SOURCE EXTRACT

++++++

Our only chance to overthrow corporate power comes from those who will not surrender to it, who will hold fast to the causes of the oppressed no matter what the price, who are willing to be dismissed and reviled by a bankrupt liberal establishment, who have found within themselves the courage to say no, to refuse to cooperate. The most important issue in this election does not revolve around the personal traits of Hillary Clinton or Donald Trump. It revolves around the destructive dynamic of unfettered and unregulated global capitalism, the crimes of imperialism and the security and surveillance apparatus. These forces are where real power lies. Trump and Clinton will do nothing to restrict them.
It is up to us to resist. We must refuse to be complicit, even in the act of voting, with the fossil fuel industry’s savaging of our ecosystem, endless wars, oppression of the poor, including the one in five children in this country who is hungry, the evisceration of constitutional rights and civil liberties, the cruel and inhumane system of mass incarceration and the state-sponsored execution of unarmed poor people of color in our marginal communities.

++++++

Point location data

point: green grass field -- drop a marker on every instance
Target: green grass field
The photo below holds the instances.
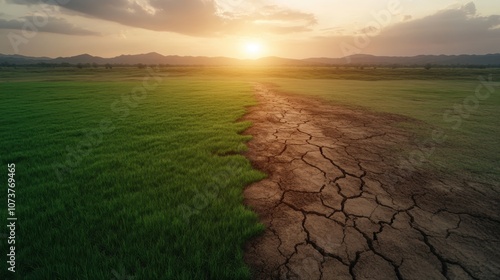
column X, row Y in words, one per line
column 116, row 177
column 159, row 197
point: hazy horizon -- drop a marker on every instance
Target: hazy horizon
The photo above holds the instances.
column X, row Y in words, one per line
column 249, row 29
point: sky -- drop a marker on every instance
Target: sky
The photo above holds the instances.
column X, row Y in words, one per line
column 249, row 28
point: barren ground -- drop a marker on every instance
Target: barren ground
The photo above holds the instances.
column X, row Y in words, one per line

++++++

TASK OBJECTIVE
From the passage on corporate power above, list each thing that the second paragraph says we must refuse to be complicit with.

ANSWER SPACE
- the fossil fuel industry's savaging of our ecosystem
- endless wars
- oppression of the poor, including the one in five children in this country who is hungry
- the evisceration of constitutional rights and civil liberties
- the cruel and inhumane system of mass incarceration
- the state-sponsored execution of unarmed poor people of color in our marginal communities